Task data:
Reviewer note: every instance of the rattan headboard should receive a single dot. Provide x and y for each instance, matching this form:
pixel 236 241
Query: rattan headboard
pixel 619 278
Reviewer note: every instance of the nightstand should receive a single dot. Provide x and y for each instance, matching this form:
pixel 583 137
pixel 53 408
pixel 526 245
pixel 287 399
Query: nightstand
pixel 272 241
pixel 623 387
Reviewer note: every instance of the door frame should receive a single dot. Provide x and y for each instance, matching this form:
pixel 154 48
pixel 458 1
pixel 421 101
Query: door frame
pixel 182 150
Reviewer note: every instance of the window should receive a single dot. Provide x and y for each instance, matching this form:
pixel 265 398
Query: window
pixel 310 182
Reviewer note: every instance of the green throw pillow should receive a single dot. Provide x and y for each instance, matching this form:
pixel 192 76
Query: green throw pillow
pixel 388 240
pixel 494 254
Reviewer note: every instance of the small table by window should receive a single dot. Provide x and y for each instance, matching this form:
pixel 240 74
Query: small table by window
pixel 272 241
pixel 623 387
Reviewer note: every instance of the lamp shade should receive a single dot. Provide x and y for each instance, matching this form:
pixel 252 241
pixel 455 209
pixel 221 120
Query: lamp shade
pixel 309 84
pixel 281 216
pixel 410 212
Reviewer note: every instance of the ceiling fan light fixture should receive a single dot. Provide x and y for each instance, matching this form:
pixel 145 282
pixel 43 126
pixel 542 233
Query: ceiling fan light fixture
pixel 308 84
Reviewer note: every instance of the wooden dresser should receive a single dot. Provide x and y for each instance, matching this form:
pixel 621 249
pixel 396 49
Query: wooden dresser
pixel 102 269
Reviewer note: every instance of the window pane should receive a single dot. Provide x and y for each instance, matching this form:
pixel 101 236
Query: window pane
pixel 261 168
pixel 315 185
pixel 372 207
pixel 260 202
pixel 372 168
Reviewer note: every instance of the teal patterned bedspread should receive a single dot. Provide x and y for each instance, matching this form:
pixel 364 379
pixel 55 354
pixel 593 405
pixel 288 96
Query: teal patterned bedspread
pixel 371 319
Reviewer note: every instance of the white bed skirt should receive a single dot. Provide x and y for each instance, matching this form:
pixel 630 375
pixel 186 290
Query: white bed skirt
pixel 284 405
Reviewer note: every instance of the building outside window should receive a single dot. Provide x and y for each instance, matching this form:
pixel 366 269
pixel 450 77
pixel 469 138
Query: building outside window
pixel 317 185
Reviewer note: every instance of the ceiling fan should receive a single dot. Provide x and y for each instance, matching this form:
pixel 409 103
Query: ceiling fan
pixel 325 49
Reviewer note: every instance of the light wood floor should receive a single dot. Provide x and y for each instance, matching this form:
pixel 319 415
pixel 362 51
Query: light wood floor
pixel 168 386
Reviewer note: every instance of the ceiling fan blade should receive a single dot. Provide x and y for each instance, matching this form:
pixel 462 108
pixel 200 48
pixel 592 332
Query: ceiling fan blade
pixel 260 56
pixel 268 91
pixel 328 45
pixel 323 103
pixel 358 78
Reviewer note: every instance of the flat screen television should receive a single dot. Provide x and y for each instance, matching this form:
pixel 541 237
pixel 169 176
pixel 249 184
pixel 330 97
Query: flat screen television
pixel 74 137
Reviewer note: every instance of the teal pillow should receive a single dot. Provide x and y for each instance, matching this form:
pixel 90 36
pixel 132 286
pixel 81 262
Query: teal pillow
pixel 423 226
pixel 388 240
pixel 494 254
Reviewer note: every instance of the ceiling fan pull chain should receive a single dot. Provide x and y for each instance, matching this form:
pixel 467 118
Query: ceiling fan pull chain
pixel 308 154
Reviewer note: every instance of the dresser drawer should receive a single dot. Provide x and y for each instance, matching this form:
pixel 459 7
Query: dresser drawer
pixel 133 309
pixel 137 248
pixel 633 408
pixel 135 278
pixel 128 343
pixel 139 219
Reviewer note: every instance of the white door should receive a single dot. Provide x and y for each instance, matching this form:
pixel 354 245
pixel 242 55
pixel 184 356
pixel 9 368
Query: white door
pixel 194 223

Exercise requirements: Set down the listing above exactly, line for line.

Exercise answer:
Reviewer note: every instance of the rattan headboard should receive a single dot. Provide x and y for each instance, matching this form:
pixel 236 241
Query: rattan headboard
pixel 619 278
Reviewer note: every instance of the nightstand should receive a single dot. Provide x and y for each instance, matching this form:
pixel 583 137
pixel 53 408
pixel 526 245
pixel 287 399
Query: nightstand
pixel 272 241
pixel 623 387
Reviewer note: every instance of the door frame should receive a single dot. Provide x and y for each instance, matching this form:
pixel 154 48
pixel 458 1
pixel 421 101
Query: door frame
pixel 182 150
Reviewer note: every instance of the window should receive a single dot. Provide x and y for each instance, matching this form:
pixel 265 398
Query: window
pixel 310 182
Reviewer note: every instance of the green throw pillow should receive a single dot. Provide x and y for each instance, matching this form:
pixel 192 76
Query: green throw pillow
pixel 388 240
pixel 494 254
Reviewer note: every instance of the small table by window should receive a single dot. Provide x and y for each instance, matching this form:
pixel 240 74
Query: small table by window
pixel 272 241
pixel 623 387
Reviewer note: every instance of the lamp shade should receive a single dot. Provide x and y for each instance, matching this form:
pixel 252 241
pixel 455 209
pixel 221 120
Query: lamp shade
pixel 309 84
pixel 281 216
pixel 410 212
Reviewer note: every instance of the ceiling fan light fixture should receive a single dot. Provide x and y for each instance, matching this form:
pixel 145 282
pixel 43 126
pixel 542 233
Query: ceiling fan light fixture
pixel 308 84
Reviewer note: every instance of the wooden dresser should receive a single dot. Provide x and y for each instance, matching this form:
pixel 621 249
pixel 396 49
Query: wooden dresser
pixel 102 269
Reviewer note: every instance of the window pane should receive a single dot. Provide x and y for each instance, matching this form:
pixel 101 236
Query: window pane
pixel 261 168
pixel 315 185
pixel 372 207
pixel 260 202
pixel 372 168
Reviewer note: every instance of the teal patterned bedspread should receive a single dot. Provide x and y for each instance, matching this form:
pixel 364 379
pixel 55 354
pixel 593 405
pixel 288 96
Query: teal patterned bedspread
pixel 371 319
Reviewer note: every instance of the white bed skirt should receive a single dot. Provide x and y for each instance, matching this form:
pixel 630 375
pixel 186 290
Query: white bed skirt
pixel 284 405
Reviewer note: every instance of the building outside window should receive a single dot. Provide x and y for each instance, matching this form:
pixel 366 269
pixel 450 77
pixel 469 138
Query: building outside window
pixel 317 185
Reviewer note: every instance of the ceiling fan should receive a single dot. Provide x and y for each instance, matching this form:
pixel 409 103
Query: ceiling fan
pixel 325 49
Reviewer note: every instance of the light wood floor should receive a single dot. Provide x and y for each instance, matching this form:
pixel 319 415
pixel 362 51
Query: light wood floor
pixel 168 386
Reviewer note: every instance of the ceiling fan blade should receive a single dot. Provide x and y for each instance, matching this form:
pixel 462 108
pixel 200 48
pixel 592 332
Query: ceiling fan blade
pixel 260 56
pixel 268 91
pixel 328 45
pixel 323 103
pixel 358 78
Reviewer note: every instance of the flat screen television should receive a single dot. Provide x and y for each instance, matching this form:
pixel 541 237
pixel 169 176
pixel 249 184
pixel 330 97
Query: flat screen television
pixel 74 137
Reviewer note: every instance of the teal pillow should receive a single dot. Provide x and y for each instance, matching this form:
pixel 90 36
pixel 132 286
pixel 81 262
Query: teal pillow
pixel 423 226
pixel 388 240
pixel 494 254
Reviewer note: every instance of the ceiling fan pull chain should receive a single dot. Provide x and y for each instance, matching this form:
pixel 467 118
Query: ceiling fan pull chain
pixel 308 154
Reviewer note: every instance of the dresser drawer should receive a single dot. Provide x and y for each instance, matching this form:
pixel 459 7
Query: dresser drawer
pixel 133 309
pixel 137 248
pixel 633 408
pixel 135 278
pixel 128 343
pixel 139 219
Reviewer note: every instance of the white door should receive a single dot. Provide x and y for each instance, matching this form:
pixel 354 245
pixel 242 55
pixel 184 356
pixel 9 368
Query: white door
pixel 194 223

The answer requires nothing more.